=== Exercise requirements ===
A. Summarize the audio quality tutorial in two sentences.
B. Answer these questions from the audio quality tutorial:
(i) Which two sounds from the recording equipment itself does it give as sources of stationary noise?
(ii) Why do certain throbbing or vibration sounds count as non-stationary noise?
(iii) What does the tutorial say it explores?
C. Continue the audio quality tutorial from the point where it stops.

2020 API AWARDS WINNER - BEST IN MEDIA APIs LEARN MORE

Improving Audio Quality

The quality of audio has a direct correlation with how media is experienced. It has the power to make an audience feel immersed in the content or distract from understanding the message. This tutorial explores some of the common concepts and metrics associated with audio quality to explain how best to make use of the Dolby.io Media Processing APIs.

Noise

Noise is unwanted, unpleasant, loud, or disruptive audio that is not part of the creative intent when audio is captured. These sounds frequently have no structure and are disruptive in perceiving media content.

It is common to categorize noise:

  • stationary or static noise
  • non-stationary noise

Stationary noise is often characterized by a steady, low volume background noise. This white noise can come from heating systems, air conditioners, fans circulating air or running in nearby computer equipment, or even the recording equipment itself such as a microphone hiss or electric hum of a power-line frequency.

Detecting this type off noise can be done through an analysis of the sound characteristics such as variations within frequency bands over time. There are different techniques for this type of digital signal processing to remove or subtract this type of noise.

Non-stationary noise is often irregular and appears infrequently or at a cyclical time in media. Some examples of this type of noise can be more varied:

  • a dog barking
  • birds chirping
  • keyboard clicks
  • an ambulance driving by
  • a book falling off a desk
  • etc.

Speech categorized such as babble, hubbub, or a cacophony of voices could fall into this category. Certain throbbing or vibration sounds also fall into this category because they can be cyclical in nature.

All of these non-stationary sounds are considered unwanted noise too, but are not easy to distinguish from the sound profile itself. Another way to think of it is the inverse of how to look for stationary sounds. Instead of detecting noise, we use machine learning algorithms that know how to elevate the sounds desired through speech isolation of spoken words in certain types of media.

Items from an annotation dataset
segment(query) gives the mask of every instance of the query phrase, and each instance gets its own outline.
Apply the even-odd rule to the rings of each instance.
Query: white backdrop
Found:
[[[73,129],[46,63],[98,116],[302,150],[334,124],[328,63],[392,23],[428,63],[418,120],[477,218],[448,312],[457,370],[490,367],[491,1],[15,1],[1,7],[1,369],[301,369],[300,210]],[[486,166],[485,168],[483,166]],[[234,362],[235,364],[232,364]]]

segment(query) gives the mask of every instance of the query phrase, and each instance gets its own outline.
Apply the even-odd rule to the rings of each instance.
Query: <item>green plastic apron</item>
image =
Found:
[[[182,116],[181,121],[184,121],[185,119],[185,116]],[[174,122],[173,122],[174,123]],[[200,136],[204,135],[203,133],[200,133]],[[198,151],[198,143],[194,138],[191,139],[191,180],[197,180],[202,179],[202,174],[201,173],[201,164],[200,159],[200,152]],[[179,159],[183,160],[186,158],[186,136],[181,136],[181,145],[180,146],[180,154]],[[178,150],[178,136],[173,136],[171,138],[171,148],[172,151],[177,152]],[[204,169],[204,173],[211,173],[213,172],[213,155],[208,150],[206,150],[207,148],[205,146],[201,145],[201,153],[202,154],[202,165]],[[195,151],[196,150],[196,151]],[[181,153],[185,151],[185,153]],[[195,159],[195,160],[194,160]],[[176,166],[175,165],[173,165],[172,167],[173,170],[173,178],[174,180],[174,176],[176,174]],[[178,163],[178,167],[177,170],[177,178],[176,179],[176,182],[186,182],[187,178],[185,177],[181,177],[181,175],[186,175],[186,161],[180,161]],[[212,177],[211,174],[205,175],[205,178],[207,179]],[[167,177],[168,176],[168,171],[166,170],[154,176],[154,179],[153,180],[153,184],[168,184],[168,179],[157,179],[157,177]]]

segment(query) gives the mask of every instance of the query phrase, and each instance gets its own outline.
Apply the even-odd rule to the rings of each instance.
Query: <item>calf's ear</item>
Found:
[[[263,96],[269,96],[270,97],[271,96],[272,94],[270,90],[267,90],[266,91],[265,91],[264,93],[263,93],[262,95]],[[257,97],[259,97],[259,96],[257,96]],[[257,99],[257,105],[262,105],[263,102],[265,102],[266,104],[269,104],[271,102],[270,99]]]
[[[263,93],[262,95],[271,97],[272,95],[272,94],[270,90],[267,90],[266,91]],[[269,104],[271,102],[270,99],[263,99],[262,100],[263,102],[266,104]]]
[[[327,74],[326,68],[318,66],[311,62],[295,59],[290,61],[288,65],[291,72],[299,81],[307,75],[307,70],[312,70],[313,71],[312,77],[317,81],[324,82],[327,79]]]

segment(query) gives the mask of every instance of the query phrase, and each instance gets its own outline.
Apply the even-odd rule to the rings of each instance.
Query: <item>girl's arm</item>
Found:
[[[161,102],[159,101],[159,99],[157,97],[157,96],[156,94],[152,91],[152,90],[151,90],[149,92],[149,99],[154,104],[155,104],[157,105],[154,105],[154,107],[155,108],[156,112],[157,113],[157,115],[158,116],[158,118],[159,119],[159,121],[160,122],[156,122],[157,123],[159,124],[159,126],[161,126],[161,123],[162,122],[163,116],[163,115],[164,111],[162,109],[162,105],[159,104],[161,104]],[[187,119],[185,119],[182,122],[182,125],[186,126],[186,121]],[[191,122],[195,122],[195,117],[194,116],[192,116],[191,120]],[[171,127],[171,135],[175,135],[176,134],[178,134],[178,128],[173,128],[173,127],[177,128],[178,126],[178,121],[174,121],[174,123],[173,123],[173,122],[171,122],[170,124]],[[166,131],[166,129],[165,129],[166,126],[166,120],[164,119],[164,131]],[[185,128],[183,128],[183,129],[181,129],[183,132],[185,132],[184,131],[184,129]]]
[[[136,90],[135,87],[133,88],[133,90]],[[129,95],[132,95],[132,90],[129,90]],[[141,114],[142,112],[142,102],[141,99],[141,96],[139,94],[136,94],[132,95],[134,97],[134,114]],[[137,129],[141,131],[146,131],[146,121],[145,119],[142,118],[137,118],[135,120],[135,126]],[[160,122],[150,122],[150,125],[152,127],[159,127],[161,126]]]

=== Answer set ===
A. Noise is unwanted audio that is not part of the creative intent when audio is captured, and it is commonly categorized as stationary or non-stationary. Stationary noise is a steady, low-volume background sound that can be detected by analyzing variations within frequency bands over time, while non-stationary noise is irregular and not easy to distinguish from the sound profile, and machine learning is used to elevate the desired sounds through speech isolation instead of detecting the noise.

B.
(i) Microphone hiss and the electric hum of a power-line frequency.
(ii) They can be cyclical in nature.
(iii) Common concepts and metrics associated with audio quality.

C.
Measuring Noise with Analyze API

How much noise is present in a media file? When building a quality control application with user submitted content or processing a large collection of audio it can be useful to use the Media Processing Analyze API to learn which files have more noise than others. The Analyze Quick Start provides steps you can follow for analyzing your own media.

When inspecting the response for noise data there are a few data points of interest.

    "result": {
        "audio": {
            ...,
            "noise": {
                "level_average": -64.72,
                "snr_average": 41.99
            },
            ...
        }
    }

The level_average gives us the average level of noise measured (in dbFS) across the length of the file. The snr_average gives you the noise measured as a signal to noise ration (in dbFS). Generally, a low SNR is a mark of a healthy level of noise.

Reducing Noise with Enhance API

If you have unwanted noise in your media, how do you get rid of it? The Media Processing Enhance API can help with an intelligent approach to noise management. There are two elements to the algorithm:

  • noise reduction
  • speech isolation

With noise reduction, stationary background noise is suppressed. With speech isolation, speech is made louder relative to non-speech sounds. The presence of dialog is brought forward to make it more pronounced. In the Enhancing Media Quick Start there are steps for processing your own media. The default parameters try to balance noise reduction and speech isolation while also identifying other prominent impurities.

By default, a medium amount of noise reduction is applied automatically based on the level of noise relative to the signal. If you don't like the result you can adjust the noise reduction amount parameter to a fixed setting. For example, you can apply very aggressive stationary noise reduction by setting the amount to max. You can also dial it back if you discover artifacts, ghosting, or constrained vocal tones.

{
  "input": "s3://dolbyio/public/shelby/airplane.original.mp4",
  "output": "dlb://out/airplane.max-noise-reduction.mp4",
  "content": {
    "type": "mobile_phone"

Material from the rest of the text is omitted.